[start of EXTRACTED TEXT]
- IOC code: NEP
- NOC: Nepal Olympic Committee
- Website: https://www.nocnepal.org.np/

in Kathmandu, Nepal 17 to 23 September 1984
- Competitors: 105 in 5 sports
- Medals Ranked 4th: Gold 4 Silver 12 Bronze 8 Total 24

South Asian Games appearances (overview)
- 1984; 1985; 1987; 1989; 1991; 1993; 1995; 1999; 2004; 2006; 2010; 2016; 2019; 2025;

= Nepal at the 1984 South Asian Games =

National participation - South Asian Games

Nepal participated in the first edition of SAG, 1984 South Asian Games at Dasarath Stadium, Kathmandu, Nepal from 17 to 23 September 1984. A total of 105 competitors representing Nepal, participated in the first South Asian Games, which Nepal hosted. It finished fourth in the medal tally with 24 medals, including 4 golds, 12 silvers and 8 bronzes.
[end of EXTRACTED TEXT]
[start of DATASET ENTRIES]
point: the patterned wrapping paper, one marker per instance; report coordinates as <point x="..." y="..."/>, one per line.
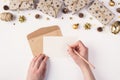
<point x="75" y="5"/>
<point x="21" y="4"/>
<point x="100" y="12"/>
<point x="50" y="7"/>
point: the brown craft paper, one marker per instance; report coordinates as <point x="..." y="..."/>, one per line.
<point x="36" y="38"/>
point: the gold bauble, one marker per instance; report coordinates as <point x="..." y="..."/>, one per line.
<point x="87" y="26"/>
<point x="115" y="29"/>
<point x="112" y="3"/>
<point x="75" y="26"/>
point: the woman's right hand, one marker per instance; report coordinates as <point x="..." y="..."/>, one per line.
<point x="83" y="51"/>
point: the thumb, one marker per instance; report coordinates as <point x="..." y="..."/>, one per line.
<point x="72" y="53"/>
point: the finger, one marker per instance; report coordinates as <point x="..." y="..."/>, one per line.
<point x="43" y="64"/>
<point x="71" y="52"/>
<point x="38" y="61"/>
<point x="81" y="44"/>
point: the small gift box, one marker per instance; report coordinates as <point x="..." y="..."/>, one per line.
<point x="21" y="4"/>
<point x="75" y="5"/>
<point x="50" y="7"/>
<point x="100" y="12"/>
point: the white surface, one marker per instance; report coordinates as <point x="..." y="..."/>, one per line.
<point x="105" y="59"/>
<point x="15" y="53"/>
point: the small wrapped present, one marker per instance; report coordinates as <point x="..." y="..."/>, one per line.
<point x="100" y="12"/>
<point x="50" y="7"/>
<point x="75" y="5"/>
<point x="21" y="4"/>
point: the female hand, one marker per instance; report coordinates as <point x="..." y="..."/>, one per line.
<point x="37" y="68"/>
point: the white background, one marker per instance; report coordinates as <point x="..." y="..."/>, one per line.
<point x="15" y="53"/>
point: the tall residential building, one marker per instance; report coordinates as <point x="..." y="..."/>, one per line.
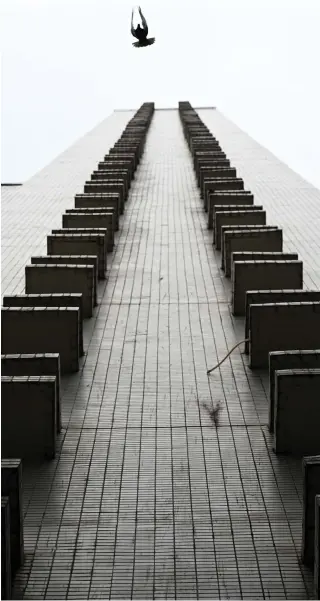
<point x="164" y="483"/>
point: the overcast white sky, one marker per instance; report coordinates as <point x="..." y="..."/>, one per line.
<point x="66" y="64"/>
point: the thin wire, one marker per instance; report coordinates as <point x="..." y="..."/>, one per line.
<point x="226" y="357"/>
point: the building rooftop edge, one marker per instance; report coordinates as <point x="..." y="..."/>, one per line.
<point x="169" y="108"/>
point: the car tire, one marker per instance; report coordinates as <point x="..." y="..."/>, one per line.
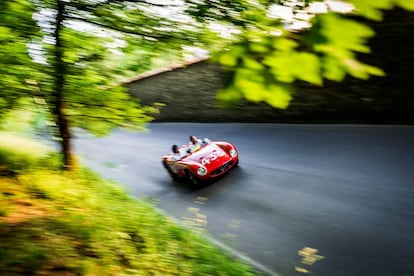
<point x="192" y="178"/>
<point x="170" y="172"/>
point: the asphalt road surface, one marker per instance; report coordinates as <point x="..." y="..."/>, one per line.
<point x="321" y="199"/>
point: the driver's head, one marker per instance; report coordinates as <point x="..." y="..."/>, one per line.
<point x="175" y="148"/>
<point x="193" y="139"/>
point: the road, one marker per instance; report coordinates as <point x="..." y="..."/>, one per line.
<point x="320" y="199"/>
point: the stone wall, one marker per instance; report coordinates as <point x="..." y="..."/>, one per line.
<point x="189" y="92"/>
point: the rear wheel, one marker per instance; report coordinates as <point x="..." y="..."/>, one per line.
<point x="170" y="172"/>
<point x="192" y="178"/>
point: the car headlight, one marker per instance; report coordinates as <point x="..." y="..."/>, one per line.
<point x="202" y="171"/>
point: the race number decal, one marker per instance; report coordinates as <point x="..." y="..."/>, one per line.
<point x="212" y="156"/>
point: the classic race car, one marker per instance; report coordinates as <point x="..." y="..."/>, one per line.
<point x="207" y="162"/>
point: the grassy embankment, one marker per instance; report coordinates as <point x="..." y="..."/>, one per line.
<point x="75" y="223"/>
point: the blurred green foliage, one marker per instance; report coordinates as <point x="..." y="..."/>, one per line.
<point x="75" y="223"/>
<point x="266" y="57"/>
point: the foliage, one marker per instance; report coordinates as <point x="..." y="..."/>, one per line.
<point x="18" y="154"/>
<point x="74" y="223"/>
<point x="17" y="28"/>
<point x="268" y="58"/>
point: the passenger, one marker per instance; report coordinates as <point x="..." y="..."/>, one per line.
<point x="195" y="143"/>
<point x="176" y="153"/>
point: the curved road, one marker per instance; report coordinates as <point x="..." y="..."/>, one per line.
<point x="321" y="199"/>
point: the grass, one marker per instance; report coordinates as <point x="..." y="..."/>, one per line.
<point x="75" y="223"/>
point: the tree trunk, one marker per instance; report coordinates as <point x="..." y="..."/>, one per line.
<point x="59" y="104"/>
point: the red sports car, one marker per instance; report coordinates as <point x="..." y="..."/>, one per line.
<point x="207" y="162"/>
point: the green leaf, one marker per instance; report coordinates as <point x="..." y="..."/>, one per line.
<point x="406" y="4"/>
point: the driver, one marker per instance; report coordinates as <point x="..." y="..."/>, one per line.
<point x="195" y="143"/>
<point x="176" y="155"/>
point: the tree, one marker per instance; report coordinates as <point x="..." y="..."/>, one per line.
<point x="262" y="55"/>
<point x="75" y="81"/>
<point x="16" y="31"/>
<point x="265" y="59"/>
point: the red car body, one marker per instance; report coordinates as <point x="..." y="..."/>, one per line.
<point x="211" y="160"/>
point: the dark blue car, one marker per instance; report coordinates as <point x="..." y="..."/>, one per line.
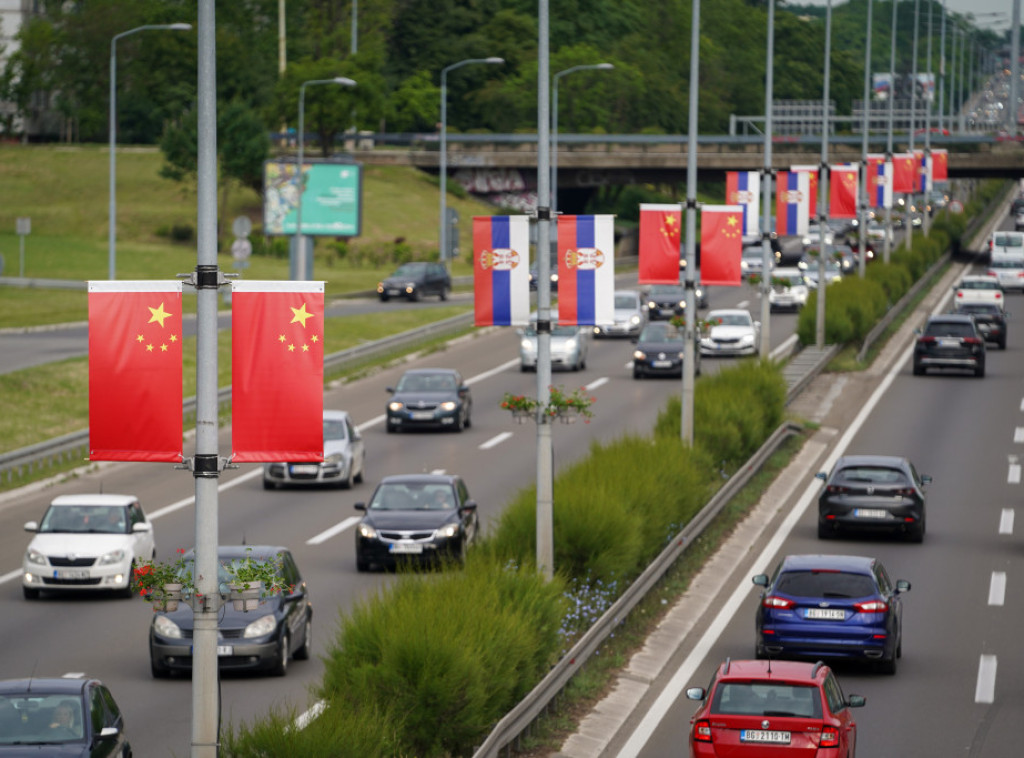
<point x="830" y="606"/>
[end of DATASET ENTRIES]
[start of DATASET ENTRIES]
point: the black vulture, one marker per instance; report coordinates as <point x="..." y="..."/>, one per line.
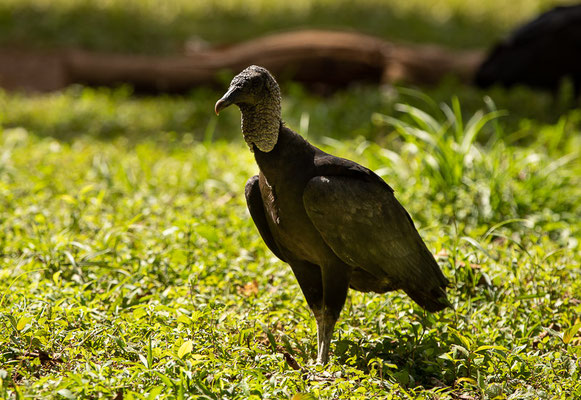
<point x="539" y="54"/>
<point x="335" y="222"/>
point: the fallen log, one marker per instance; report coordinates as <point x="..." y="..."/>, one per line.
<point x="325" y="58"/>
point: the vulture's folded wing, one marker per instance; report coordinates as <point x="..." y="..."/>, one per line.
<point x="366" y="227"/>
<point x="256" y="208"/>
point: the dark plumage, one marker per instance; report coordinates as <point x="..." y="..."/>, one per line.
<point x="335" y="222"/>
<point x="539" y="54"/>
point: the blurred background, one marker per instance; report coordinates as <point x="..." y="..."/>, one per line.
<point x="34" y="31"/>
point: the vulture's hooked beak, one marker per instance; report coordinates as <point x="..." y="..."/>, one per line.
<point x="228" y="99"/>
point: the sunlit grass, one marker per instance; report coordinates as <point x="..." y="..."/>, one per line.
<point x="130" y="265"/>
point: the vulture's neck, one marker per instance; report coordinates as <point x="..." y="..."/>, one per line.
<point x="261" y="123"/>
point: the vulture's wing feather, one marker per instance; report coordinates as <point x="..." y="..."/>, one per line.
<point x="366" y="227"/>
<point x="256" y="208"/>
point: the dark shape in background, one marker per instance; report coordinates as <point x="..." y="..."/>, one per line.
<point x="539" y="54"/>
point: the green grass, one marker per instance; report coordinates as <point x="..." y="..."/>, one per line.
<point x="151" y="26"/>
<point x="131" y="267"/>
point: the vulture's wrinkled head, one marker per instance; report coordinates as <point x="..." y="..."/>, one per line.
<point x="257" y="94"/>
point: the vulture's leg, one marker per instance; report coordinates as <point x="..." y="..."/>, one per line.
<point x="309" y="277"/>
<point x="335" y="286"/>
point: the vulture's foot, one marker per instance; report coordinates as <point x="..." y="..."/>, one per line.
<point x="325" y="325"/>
[end of DATASET ENTRIES]
From the text on Nepal at the 1984 South Asian Games, return the passage word for word, beginning with "Nepal participated in" and ending after "and 8 bronzes.".

ANSWER TO THE PROBLEM –
Nepal participated in the first edition of SAG, 1984 South Asian Games at Dasarath Stadium, Kathmandu, Nepal from 17 to 23 September 1984. A total of 105 competitors representing Nepal, participated in the first South Asian Games, which Nepal hosted. It finished fourth in the medal tally with 24 medals, including 4 golds, 12 silvers and 8 bronzes.